Selected extract
Former NHS Chief Calls For Pause On Organisational Changes

Sir David Nicholson, who was chief executive of the UK’s National Health Service (NHS) for eight years, has called for the government to give its health services a break from organisational reforms.
Speaking in an exclusive interview with Global Government Forum, Nicholson said: “I think the NHS needs a period of little or no organisational change over the next few years so that people can focus on the real issues – which is developing a sustainable NHS, improving services for patients, making services safer – and not to be endlessly speculating about their own positions and reorganisations.”
Asked whether he would want the government to stop re-organising the NHS, he said: “Yes, absolutely. Sometimes you have to change the way things go. I’m not saying you should keep everything the same all the time, but you have to be very, very careful and circumspect.”
Under the coalition government, which was in power between May 2010 and May 2015, the 2012 Health and Social Care Act saw a major restructuring of how the NHS is funded.

Supplied material
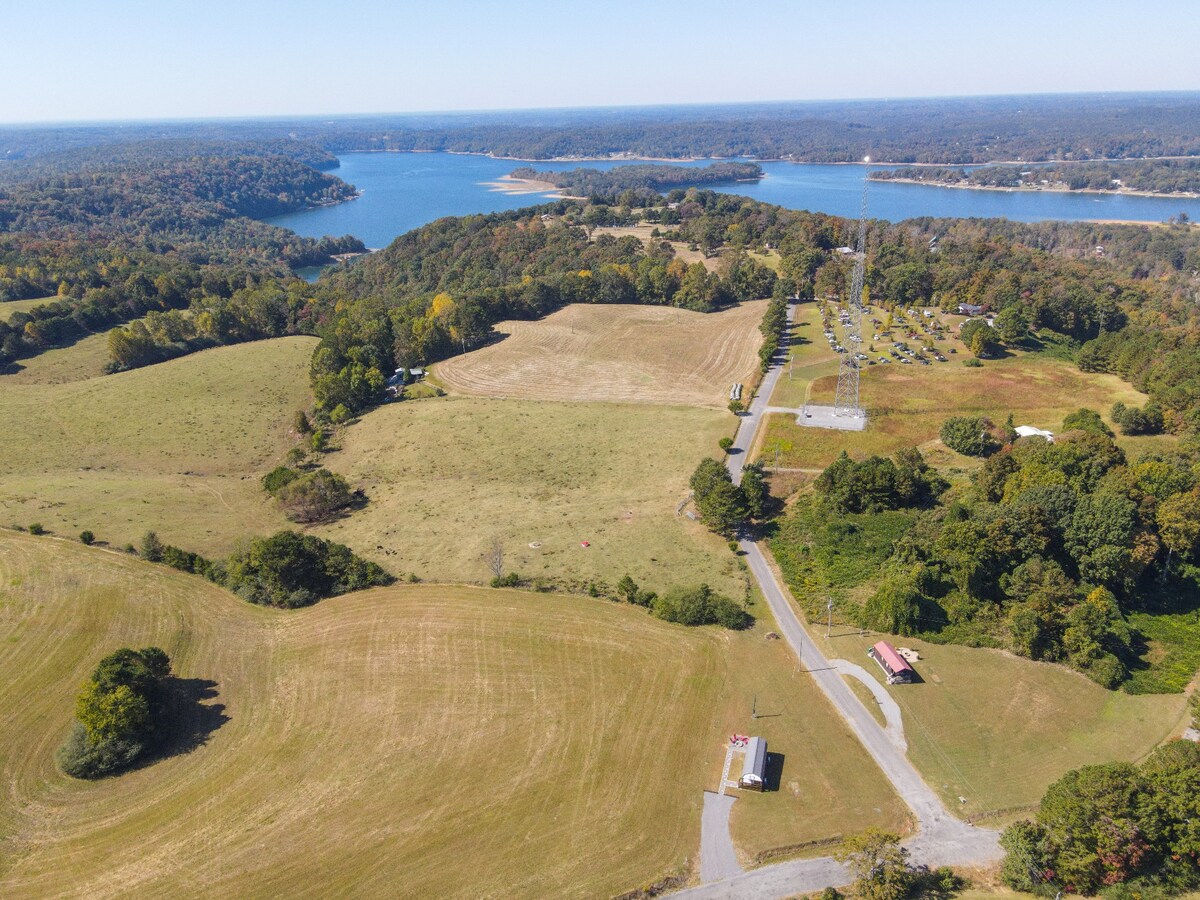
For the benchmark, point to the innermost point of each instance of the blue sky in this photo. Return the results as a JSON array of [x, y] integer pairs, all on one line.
[[136, 59]]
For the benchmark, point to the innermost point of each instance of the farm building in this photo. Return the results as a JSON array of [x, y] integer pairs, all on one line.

Assignment 1
According to the article on the former NHS chief, how many years was Sir David Nicholson chief executive of the National Health Service?
Assignment 2
Swap "restructuring" for "overhaul" in the article on the former NHS chief, starting with "Under the coalition" and going on through "NHS is funded.", and give that part again.
Assignment 3
Proceed with the article on the former NHS chief from the point where it stops.
None of the data is needed here.

Response area 1
Eight years.

Response area 2
Under the coalition government, which was in power between May 2010 and May 2015, the 2012 Health and Social Care Act saw a major overhaul of how the NHS is funded.

Response area 3
Nicholson managed the reforms for crusading Tory health secretary Andrew Lansley, who eventually fell out with NHS staff and was moved to the job of leader of the Commons by prime minister David Cameron.
Nicholson said that “politicians always think reorganisations are cost-free and won’t have any effect on service, but that’s not true.”
Reorganisations are, he added, “potentially quite dangerous, because they take people’s eye off the ball: if you’re constantly being reorganised and you’re not sure what job you’re going to have in 12 months; where you’ll be; who you’ll be working with; coupled with the general discussion and speculation about what’s going to happen, you’re likely to focus on yourself, look after your own interest, instead of trying to improve services for patients.”
Healthcare think-tank The King’s Fund concluded in a report published this February that reforms by the coalition “resulted in top-down reorganisation of the NHS which has been distracting and damaging.”
The coalition’s reforms followed a long period of changes under Labour, which was in government between 1997 and 2010.
During those years, many of the NHS’s institutions were abolished and replaced with new structures. In 2002, district health authorities were replaced by strategic health authorities (SHAs) and primary care trusts (PCTs). Just ten years later, both PCTs and SHAs were abolished by the coalition government.